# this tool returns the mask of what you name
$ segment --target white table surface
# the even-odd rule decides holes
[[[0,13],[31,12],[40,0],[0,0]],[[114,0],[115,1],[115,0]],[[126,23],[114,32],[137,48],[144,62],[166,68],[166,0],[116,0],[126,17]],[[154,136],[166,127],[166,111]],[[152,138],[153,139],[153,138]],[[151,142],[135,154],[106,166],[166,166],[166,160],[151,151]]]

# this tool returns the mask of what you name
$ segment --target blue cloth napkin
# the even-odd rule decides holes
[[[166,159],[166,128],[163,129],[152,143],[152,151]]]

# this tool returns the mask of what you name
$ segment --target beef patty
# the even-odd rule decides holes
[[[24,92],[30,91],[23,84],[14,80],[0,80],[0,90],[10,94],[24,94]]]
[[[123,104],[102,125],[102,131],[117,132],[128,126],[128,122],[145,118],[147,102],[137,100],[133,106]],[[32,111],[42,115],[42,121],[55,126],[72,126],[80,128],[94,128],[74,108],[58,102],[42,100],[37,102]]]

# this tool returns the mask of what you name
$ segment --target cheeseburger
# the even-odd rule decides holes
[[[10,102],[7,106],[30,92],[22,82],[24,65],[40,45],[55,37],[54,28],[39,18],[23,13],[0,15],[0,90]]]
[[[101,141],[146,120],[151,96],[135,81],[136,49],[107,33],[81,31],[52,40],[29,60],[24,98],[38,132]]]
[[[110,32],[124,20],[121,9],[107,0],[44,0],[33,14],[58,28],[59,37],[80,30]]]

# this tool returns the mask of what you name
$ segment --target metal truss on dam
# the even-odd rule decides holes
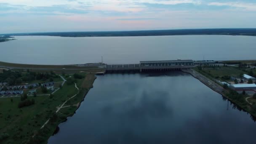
*-*-*
**Aim:**
Pick out every line in the records above that contains the string "segment", treating uppercase and lowercase as different.

**Answer for the task:**
$ segment --target white table surface
$ segment --target blue cloth napkin
$ segment --target beef patty
$ segment --target cheeseburger
$ segment --target metal truss on dam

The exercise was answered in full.